▶ _Provided records_:
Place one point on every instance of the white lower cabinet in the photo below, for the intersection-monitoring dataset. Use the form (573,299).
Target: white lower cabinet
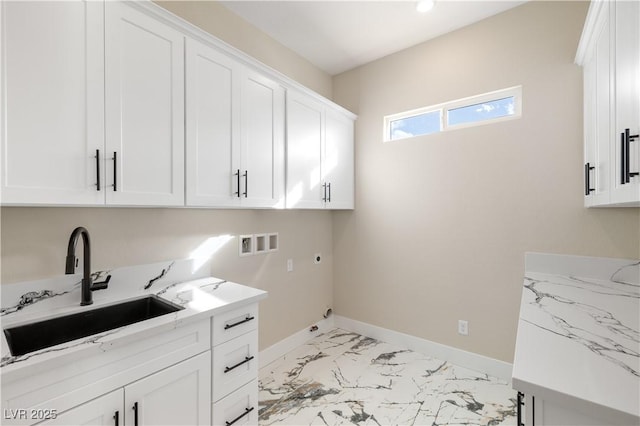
(535,411)
(235,367)
(234,363)
(103,411)
(178,395)
(238,408)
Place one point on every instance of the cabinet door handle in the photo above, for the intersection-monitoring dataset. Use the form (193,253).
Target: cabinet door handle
(246,411)
(135,414)
(587,179)
(98,169)
(115,171)
(246,183)
(630,138)
(247,319)
(520,404)
(246,359)
(237,175)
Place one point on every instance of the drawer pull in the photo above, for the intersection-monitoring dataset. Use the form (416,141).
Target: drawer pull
(246,359)
(246,411)
(247,319)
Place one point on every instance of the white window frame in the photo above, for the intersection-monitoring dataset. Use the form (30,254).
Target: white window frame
(444,108)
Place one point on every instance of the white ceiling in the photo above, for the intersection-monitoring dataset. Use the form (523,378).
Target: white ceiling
(337,36)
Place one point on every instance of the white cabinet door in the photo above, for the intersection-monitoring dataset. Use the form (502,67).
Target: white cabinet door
(262,141)
(597,99)
(52,102)
(178,395)
(213,133)
(103,411)
(305,133)
(626,180)
(144,92)
(235,139)
(338,161)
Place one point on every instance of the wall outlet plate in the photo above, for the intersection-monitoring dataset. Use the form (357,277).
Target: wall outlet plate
(463,327)
(245,245)
(261,242)
(272,241)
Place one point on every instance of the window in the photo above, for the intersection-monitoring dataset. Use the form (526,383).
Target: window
(490,107)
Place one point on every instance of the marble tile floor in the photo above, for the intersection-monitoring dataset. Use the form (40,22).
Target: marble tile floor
(343,378)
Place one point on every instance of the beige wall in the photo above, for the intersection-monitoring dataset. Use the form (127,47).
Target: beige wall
(34,244)
(216,19)
(442,222)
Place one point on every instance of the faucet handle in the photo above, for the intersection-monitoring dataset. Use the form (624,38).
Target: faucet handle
(101,285)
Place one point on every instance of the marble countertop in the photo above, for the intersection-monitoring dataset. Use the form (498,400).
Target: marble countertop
(578,334)
(176,281)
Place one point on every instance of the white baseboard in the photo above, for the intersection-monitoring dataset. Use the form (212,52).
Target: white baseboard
(470,360)
(275,351)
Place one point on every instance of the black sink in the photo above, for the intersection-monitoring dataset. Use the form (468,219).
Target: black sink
(43,334)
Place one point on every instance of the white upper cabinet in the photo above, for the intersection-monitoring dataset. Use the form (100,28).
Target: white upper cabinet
(626,178)
(262,141)
(213,126)
(320,155)
(144,91)
(235,133)
(338,161)
(122,104)
(52,102)
(609,52)
(305,133)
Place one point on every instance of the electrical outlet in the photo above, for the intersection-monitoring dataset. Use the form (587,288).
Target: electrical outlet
(463,327)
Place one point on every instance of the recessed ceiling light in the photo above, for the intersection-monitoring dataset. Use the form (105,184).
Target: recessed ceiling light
(424,5)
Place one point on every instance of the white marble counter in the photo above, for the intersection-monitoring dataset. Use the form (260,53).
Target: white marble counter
(578,335)
(181,282)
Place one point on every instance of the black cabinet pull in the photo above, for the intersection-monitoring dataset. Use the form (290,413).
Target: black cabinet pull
(237,175)
(623,162)
(115,171)
(246,359)
(98,169)
(246,183)
(135,414)
(520,404)
(247,319)
(630,138)
(587,179)
(246,411)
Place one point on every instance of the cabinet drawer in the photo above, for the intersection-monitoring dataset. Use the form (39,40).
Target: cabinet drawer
(235,363)
(234,323)
(238,408)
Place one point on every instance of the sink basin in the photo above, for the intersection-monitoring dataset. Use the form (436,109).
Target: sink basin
(43,334)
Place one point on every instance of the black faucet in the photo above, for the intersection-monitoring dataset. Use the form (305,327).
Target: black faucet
(87,282)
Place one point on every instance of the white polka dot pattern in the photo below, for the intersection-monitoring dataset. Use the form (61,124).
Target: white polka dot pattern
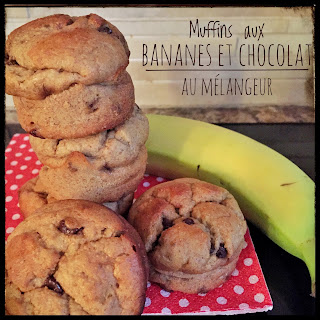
(245,290)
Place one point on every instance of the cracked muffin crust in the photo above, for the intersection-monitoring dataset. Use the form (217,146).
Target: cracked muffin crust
(50,54)
(30,200)
(78,111)
(193,233)
(75,257)
(79,179)
(112,148)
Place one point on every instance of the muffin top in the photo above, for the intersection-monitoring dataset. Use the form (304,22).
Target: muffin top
(75,255)
(188,225)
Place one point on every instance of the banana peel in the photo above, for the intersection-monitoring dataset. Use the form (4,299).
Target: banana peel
(273,193)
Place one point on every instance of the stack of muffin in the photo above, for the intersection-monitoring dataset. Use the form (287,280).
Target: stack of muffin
(74,97)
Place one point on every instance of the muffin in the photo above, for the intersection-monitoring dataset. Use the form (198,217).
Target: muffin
(193,232)
(75,257)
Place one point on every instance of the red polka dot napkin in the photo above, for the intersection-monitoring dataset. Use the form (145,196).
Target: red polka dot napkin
(245,291)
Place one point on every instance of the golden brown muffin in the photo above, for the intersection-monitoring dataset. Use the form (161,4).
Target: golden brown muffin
(193,232)
(75,257)
(30,201)
(111,148)
(50,54)
(79,179)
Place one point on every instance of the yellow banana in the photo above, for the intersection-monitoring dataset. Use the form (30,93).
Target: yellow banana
(274,194)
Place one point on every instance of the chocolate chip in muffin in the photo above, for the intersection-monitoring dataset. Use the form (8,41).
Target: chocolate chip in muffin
(36,134)
(166,223)
(222,251)
(64,229)
(54,285)
(71,168)
(92,105)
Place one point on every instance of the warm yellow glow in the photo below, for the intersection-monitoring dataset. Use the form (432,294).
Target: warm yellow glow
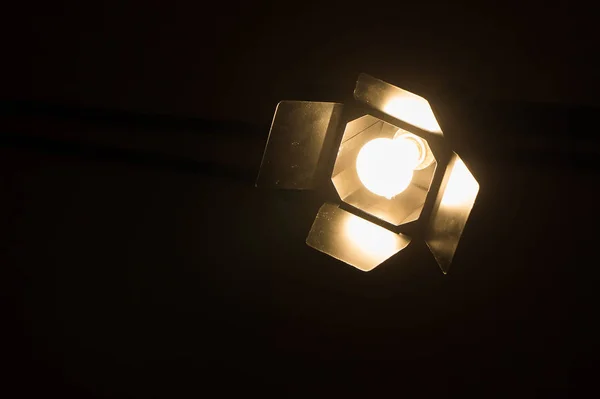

▶ _Problem requirements_: Rewrite all of the records above with every "photo" changed to "image" and everything else left unchanged. Leave the pictures out.

▶ _Result for this exercise_:
Place one point on every instance of the white lower cabinet in the image below, for the intersection-monitoring dataset. Use the form (573,299).
Target: white lower cabinet
(535,411)
(235,367)
(234,363)
(103,411)
(178,395)
(238,408)
Place one point on every instance of the cabinet door handle in the image above, for the intersection-monitoring dataset. Use the form (193,253).
Target: cabinet door handle
(246,411)
(135,414)
(587,179)
(98,169)
(115,171)
(246,183)
(630,138)
(247,319)
(520,404)
(246,359)
(237,175)
Place one point on every instance of the drawer pull in the image above, for the intersection-monitoring dataset. Use the form (416,141).
Target: drawer pull
(246,359)
(246,411)
(247,319)
Place one point on every instance of the white window frame in the image above, for the intersection-monitoring dataset. Use the form (30,254).
Target: white window frame
(444,108)
Place one point on every instance of the white ceiling in the image above, for the intersection-monitoring dataset. Use the form (523,378).
Target: white ceiling
(337,36)
Place one point on every instance of the white cabinet door in the image above, for the intersection-monitoring dataset. Use the form (502,67).
Target: white cabinet door
(262,141)
(597,99)
(52,102)
(178,395)
(213,133)
(103,411)
(305,133)
(626,180)
(144,92)
(235,139)
(338,161)
Place one point on every instance of the wall outlet plate in the image above, for the intersection-monitoring dataset. Use the form (357,277).
Target: wall outlet plate
(463,327)
(245,245)
(261,242)
(272,241)
Place one point on every instance of the window in the image above, for the intersection-monitoring dataset. Use the form (526,383).
Target: window
(490,107)
Place one point on every instance of the marble tile floor in the image above, for the intersection-monitoring dataset. Use the form (40,22).
Target: marble tile floor
(343,378)
Place one point on every instance of the beige wall in the image above, for the intersection-monitoring dataset. Use the form (127,47).
Target: beige wall
(34,244)
(216,19)
(442,222)
Place one point on every instance of the faucet handle in the image above, for the intersection-monitoring dataset. Use the form (624,38).
Target: faucet handle
(101,285)
Place one point on every instance of the marble countertop in the image above, for the intersection-monitoring dataset. Use the form (498,400).
Target: marble countertop
(578,334)
(176,281)
Place one point on every instance of the white baseboard in the image above, for the intersection-monitoring dataset. Use the form (212,52).
Target: white baseboard
(470,360)
(275,351)
Place one point on every instance of the black sink in the image above, for the intersection-monitoring dataset. Use the form (468,219).
Target: black sink
(43,334)
Place one point on every instance of the white upper cabinet in the image above, for the intersection-monitoring dataset. Use the form (100,28).
Target: white upper cabinet
(626,178)
(262,141)
(213,126)
(320,155)
(144,91)
(235,133)
(338,161)
(122,104)
(52,102)
(609,52)
(305,133)
Place one point on every instance of the electrical outlet in the image above, for the intersection-monitoring dataset. Use the form (587,288).
Target: electrical outlet
(463,327)
Place one point on every instance of the recessed ceiling light in the image above, for the intersection-monitoring dataset. Use the form (105,184).
Target: recessed ceiling light
(424,5)
Place one point on every instance of the white marble counter in the image above, for the intersection-monitoring dataset. Use the form (260,53).
Target: white marble counter
(578,335)
(181,282)
Place one point on every instance of the black cabinet pull in the image above, for the intersection-monitoring dataset. Use the form (290,413).
Target: black cabinet pull
(237,175)
(623,162)
(115,171)
(246,359)
(98,169)
(246,183)
(135,414)
(520,404)
(247,319)
(630,138)
(587,179)
(246,411)
Place one point on every instance of the cabinet drawer in the image above, for the intersection-monitoring dataset. Use the form (39,40).
Target: cabinet drawer
(235,363)
(234,323)
(238,408)
Place one point on every instance of the sink basin in the image above, for the intersection-monitoring dataset. Use the form (436,109).
Target: sink basin
(43,334)
Place one point on every instance of the black faucet in the image above, for the intersection-monitoring dataset. Use the form (305,327).
Target: black faucet
(87,282)
Place one point on every instance of the white polka dot pattern in the image below, for the intersection-monitoring dataset. Use the form (61,124).
Target: white polka dot pattern
(245,290)
Place one point on every instance of the cracked muffin crust in the image above, for the intersection-monitoring dataset. Use the form (217,146).
Target: cracked muffin crust
(50,54)
(30,200)
(78,111)
(193,233)
(75,257)
(79,179)
(112,148)
Place one point on every instance of the muffin top in the image above, for the intersection-monitoring dataset. Use the form (304,22).
Target: muffin top
(75,255)
(188,225)
Place one point on every instance of the banana peel in the image above, for the intersection-monitoring dataset. Use the form (4,299).
Target: banana peel
(273,193)
Place one point on every instance of the stack of muffin in the image above, for the intersection-monitoring dataset. Use the form (287,280).
Target: stack of muffin
(74,97)
Place one point on every instance of the muffin in the image above, for the intersection-monitoring dataset. Use the form (198,217).
Target: muffin
(193,232)
(75,257)
Place one point on every instance of the red polka dot napkin in the image above, for the intersection-monitoring dataset. Use the form (145,196).
Target: red polka dot napkin
(245,291)
Place one point on every instance of the golden brown muffin in the image above, for the intersection-monitoring dataset. Use the form (161,4).
Target: golden brown muffin
(193,232)
(75,257)
(30,201)
(111,148)
(50,54)
(79,179)
Place one point on every instance of the yellow banana in the image above, for the intersection-monitoring dataset. Use the form (30,93).
Target: yellow banana
(274,194)
Place one point on every instance of the chocolate chip in muffin in the image above, for the intersection-monitoring dataset. Use the form (8,41).
Target: chocolate chip in muffin
(36,134)
(166,223)
(222,251)
(64,229)
(54,285)
(71,168)
(92,105)
Place one point on every instance of the warm yellow glow in the image below, for the intersection-monitoring dataset. Use the form (432,294).
Target: warm yellow glow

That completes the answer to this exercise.